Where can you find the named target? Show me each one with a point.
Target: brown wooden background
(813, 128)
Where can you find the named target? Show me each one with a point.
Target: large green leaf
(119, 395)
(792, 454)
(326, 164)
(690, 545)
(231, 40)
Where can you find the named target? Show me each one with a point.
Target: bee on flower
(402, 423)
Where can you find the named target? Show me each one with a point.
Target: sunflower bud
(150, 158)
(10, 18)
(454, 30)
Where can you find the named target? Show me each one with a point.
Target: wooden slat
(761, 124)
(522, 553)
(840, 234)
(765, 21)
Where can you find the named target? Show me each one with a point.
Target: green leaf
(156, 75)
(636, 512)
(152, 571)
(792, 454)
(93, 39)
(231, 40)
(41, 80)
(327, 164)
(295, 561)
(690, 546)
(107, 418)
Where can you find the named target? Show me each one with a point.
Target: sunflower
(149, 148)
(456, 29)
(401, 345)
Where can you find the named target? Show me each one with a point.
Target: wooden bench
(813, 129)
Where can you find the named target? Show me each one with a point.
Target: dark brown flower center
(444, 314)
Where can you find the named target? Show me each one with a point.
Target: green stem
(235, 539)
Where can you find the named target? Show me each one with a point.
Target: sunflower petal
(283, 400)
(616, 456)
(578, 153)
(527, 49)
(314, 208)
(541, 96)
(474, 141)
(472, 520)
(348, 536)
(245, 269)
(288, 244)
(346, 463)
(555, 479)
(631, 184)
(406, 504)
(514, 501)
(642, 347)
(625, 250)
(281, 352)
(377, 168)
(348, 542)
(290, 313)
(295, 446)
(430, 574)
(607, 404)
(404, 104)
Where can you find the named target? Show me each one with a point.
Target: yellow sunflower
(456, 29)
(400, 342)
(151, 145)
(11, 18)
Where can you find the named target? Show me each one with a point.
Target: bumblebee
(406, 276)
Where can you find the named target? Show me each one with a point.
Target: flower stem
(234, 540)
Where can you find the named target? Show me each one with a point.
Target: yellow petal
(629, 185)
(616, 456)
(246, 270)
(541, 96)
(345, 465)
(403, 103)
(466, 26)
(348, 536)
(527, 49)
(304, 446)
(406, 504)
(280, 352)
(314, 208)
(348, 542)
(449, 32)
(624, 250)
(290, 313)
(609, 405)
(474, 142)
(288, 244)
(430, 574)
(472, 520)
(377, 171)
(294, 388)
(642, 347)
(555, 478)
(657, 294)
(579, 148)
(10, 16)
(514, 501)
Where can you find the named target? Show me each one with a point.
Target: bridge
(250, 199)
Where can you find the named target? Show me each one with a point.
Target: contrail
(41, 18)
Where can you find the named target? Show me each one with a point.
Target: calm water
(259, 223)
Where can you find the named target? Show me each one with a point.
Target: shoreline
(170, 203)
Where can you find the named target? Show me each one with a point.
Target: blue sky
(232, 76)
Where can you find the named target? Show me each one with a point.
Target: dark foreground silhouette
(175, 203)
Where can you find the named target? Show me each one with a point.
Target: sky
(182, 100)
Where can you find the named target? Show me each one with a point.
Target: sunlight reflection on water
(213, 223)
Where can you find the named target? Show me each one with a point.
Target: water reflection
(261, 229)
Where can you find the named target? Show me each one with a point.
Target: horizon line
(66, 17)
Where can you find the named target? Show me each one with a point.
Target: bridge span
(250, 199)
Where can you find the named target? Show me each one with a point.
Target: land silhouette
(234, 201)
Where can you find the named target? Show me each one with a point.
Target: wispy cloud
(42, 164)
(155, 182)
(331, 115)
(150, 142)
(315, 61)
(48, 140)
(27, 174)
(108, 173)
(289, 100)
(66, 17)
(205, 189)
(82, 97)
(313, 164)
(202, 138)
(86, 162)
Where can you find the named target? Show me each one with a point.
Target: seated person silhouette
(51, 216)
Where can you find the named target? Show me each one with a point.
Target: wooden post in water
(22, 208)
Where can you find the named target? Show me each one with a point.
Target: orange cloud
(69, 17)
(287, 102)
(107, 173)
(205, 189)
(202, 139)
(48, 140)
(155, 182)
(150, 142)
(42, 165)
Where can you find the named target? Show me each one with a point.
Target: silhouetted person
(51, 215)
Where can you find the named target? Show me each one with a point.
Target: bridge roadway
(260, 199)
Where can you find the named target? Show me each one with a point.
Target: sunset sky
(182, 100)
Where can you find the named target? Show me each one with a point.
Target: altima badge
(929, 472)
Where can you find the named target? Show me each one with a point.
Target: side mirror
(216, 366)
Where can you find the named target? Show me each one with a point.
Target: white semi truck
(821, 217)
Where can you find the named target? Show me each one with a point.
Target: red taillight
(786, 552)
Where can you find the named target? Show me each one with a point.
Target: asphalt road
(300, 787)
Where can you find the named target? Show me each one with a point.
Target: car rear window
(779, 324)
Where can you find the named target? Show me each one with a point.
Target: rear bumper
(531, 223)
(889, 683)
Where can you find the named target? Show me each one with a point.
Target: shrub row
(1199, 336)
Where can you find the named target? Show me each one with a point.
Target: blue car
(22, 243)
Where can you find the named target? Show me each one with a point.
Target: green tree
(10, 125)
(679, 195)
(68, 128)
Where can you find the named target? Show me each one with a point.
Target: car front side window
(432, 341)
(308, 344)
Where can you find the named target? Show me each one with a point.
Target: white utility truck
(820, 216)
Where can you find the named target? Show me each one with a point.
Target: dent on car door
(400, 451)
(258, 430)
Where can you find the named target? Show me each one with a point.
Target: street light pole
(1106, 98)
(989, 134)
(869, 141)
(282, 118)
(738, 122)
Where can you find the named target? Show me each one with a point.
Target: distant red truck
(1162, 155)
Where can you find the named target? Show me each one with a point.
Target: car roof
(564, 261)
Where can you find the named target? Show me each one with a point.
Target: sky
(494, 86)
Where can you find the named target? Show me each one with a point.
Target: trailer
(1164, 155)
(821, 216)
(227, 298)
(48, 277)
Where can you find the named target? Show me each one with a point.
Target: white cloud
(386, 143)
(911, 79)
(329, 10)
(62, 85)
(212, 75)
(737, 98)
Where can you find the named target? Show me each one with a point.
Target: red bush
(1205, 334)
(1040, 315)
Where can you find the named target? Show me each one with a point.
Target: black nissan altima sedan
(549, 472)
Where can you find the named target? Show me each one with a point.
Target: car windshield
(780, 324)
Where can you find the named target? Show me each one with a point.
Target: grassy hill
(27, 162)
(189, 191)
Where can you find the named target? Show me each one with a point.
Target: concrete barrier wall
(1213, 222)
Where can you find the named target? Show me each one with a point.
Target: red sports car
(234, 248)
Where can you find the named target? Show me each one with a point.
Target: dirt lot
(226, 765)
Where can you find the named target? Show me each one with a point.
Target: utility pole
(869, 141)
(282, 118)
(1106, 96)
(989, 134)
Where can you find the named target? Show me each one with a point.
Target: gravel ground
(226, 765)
--*--
Written request → Write out the listing once more, matching it exactly.

Task answer →
Where can you find the named target? Show me each one with a point.
Target: brown wooden background
(813, 128)
Where can you find the named target? Show me each one with a point.
Target: large green leaf
(119, 395)
(792, 454)
(326, 164)
(690, 545)
(231, 40)
Where can you find the named target? Show me each one with a point.
Target: bee on flower
(402, 423)
Where can you find the named target? Show me each one with a point.
Target: sunflower bud
(150, 158)
(10, 18)
(454, 30)
Where can you find the named target? Show me each one with a point.
Target: wooden slat
(761, 124)
(522, 553)
(840, 234)
(765, 21)
Where can you find the named target? Show me each one with a point.
Target: green leaf
(156, 75)
(636, 512)
(152, 571)
(792, 454)
(93, 39)
(231, 40)
(41, 80)
(327, 164)
(295, 561)
(690, 546)
(107, 418)
Where can you find the named target? Show me each one with a point.
Target: sunflower
(149, 148)
(456, 29)
(401, 345)
Where can you find the named target? Show me each one with a point.
Target: wooden bench
(813, 129)
Where can you find the named target? Show me each one with a point.
Target: dark brown flower center
(444, 314)
Where can you find the named target? Show me each one with a point.
Target: green stem
(235, 539)
Where can you find the named target? Show me each one with a point.
Target: sunflower petal
(283, 400)
(616, 456)
(578, 153)
(527, 49)
(314, 208)
(541, 96)
(474, 141)
(472, 520)
(348, 536)
(245, 269)
(288, 244)
(346, 463)
(555, 479)
(631, 184)
(406, 504)
(514, 501)
(642, 347)
(625, 250)
(281, 352)
(377, 168)
(348, 542)
(290, 313)
(295, 446)
(430, 574)
(607, 404)
(404, 104)
Where can you find the named target? Show me each one with a point.
Target: yellow sunflower
(456, 29)
(400, 342)
(151, 145)
(11, 18)
Where can you find the named target? Show me each one with a point.
Target: bumblebee
(406, 276)
Where can you find the named target? Show me each one with a point.
Target: flower stem
(234, 540)
Where can you find the named target? Show me each one with a point.
Target: yellow petal
(629, 185)
(616, 456)
(246, 270)
(541, 96)
(345, 465)
(403, 103)
(466, 26)
(348, 536)
(527, 49)
(304, 446)
(406, 504)
(280, 352)
(314, 208)
(348, 542)
(449, 32)
(624, 250)
(290, 313)
(609, 405)
(474, 142)
(288, 244)
(430, 574)
(472, 520)
(377, 171)
(294, 388)
(642, 347)
(555, 478)
(657, 294)
(579, 148)
(10, 16)
(514, 501)
Where can you find the named target? Show me each one with a point.
Target: bridge
(250, 199)
Where can you find the named target? Show me each one with a point.
Target: contrail
(41, 18)
Where can you find the named target? Show me each one with a point.
Target: calm water
(259, 223)
Where can you find the named target? Show me each one with a point.
Target: shoreline
(170, 203)
Where can you find the named target? Show me each one with a point.
Target: blue sky
(232, 76)
Where can you find the named target? Show me each one with a point.
Target: dark foreground silhouette
(175, 203)
Where can you find the named target? Show me each one with a point.
Target: sky
(182, 100)
Where can you find the named target? Show me each one with a point.
Target: sunlight reflection on water
(213, 223)
Where can you find the named target? Show me each one with a point.
Target: water reflection
(261, 229)
Where can you find the named target? Show me each one with a point.
Target: horizon line
(66, 17)
Where can you find the named target? Show me each one with a point.
Target: bridge span
(250, 199)
Where can you find the named target? Show me each one with a point.
Target: land silhouette
(234, 201)
Where can you find the named target? Show me each one with a point.
Target: wispy cloud
(42, 164)
(155, 182)
(331, 115)
(150, 142)
(315, 61)
(48, 140)
(27, 174)
(108, 173)
(289, 100)
(66, 17)
(205, 189)
(82, 97)
(313, 164)
(202, 138)
(86, 162)
Where can you find the named target? Show me each one with a point.
Target: seated person silhouette
(51, 216)
Where can you find the named target? Show me each one with a point.
Target: wooden post in water
(22, 208)
Where can you find the named target? Show me each one with a point.
Target: orange cloud
(69, 17)
(287, 102)
(107, 173)
(205, 189)
(202, 139)
(48, 140)
(155, 182)
(150, 142)
(42, 165)
Where can you find the named target? Show me each one with a point.
Target: silhouetted person
(51, 215)
Where can you find the named target? Show me each one with a point.
Target: bridge roadway
(260, 199)
Where can you find the named target? Show me each one with a point.
Target: sunset sky
(182, 100)
Where can you find the named target? Show me each one with a point.
Target: altima badge
(929, 472)
Where can you find the named target? Show me each one with a point.
Target: side mirror
(216, 366)
Where can you find the named target? Show me each one with a point.
Target: white semi truck
(821, 217)
Where can you find the named target? Show me each one with a point.
Target: red taillight
(786, 552)
Where can you find the named target? Show me each one with a point.
Target: asphalt road
(300, 787)
Where can you find the named target? Show me each one with a point.
Target: car rear window
(779, 324)
Where can you find the named target? Show me each one with a point.
Target: rear bumper
(531, 223)
(889, 683)
Where can you find the named target? Show me each one with a point.
Target: shrub row
(1199, 336)
Where can you find the named target? Show me each one with a point.
Target: blue car
(22, 243)
Where can you find the named target? Show me each one with a point.
Target: green tree
(10, 125)
(679, 195)
(68, 128)
Where can you find the named target? Show me each one with a point.
Target: car front side window
(432, 341)
(308, 344)
Where can you find the named target? Show me each one with a point.
Target: white utility truck
(820, 216)
Where can you find the named target? Show me each one with a point.
Target: dent on car door
(400, 451)
(258, 430)
Where can you find the named target? Show me each one with a point.
Target: street light pole
(1106, 98)
(989, 134)
(869, 141)
(282, 118)
(738, 122)
Where can you find the named target? Show me each one with a point.
Target: distant red truck
(1162, 155)
Where can you find the named target? Show me each one with a point.
Target: car roof
(564, 261)
Where can you find the named target? Show me each one with a point.
Target: sky
(494, 86)
Where can you find the named target? Show me each one with a point.
Target: trailer
(1164, 155)
(821, 216)
(227, 298)
(48, 277)
Where can you find the named target? Show me each one with a point.
Target: white cloud
(386, 143)
(911, 79)
(329, 10)
(62, 85)
(212, 75)
(737, 98)
Where can you find the named target? Show me each one with a point.
Target: red bush
(1205, 334)
(1040, 315)
Where can you find the named target? Show me each one with a point.
Target: black nissan altima sedan
(549, 472)
Where can you find the named target? Show me each one with a point.
Target: car windshield
(780, 324)
Where can you find the named target? Show me each one with a point.
Target: grassy hill
(27, 162)
(189, 191)
Where can you find the named target? Show me each one with a point.
Target: concrete barrier wall
(1213, 222)
Where can you find the named target? Show me each one with a point.
Target: red sports car
(234, 248)
Where can you find the named target? Show me each one with a point.
Target: dirt lot
(226, 765)
Where can you find the named target? Show me each one with a point.
Target: utility pole
(869, 141)
(282, 118)
(1106, 96)
(989, 134)
Where can you find the named target? Show me each one with a point.
Target: gravel ground
(226, 765)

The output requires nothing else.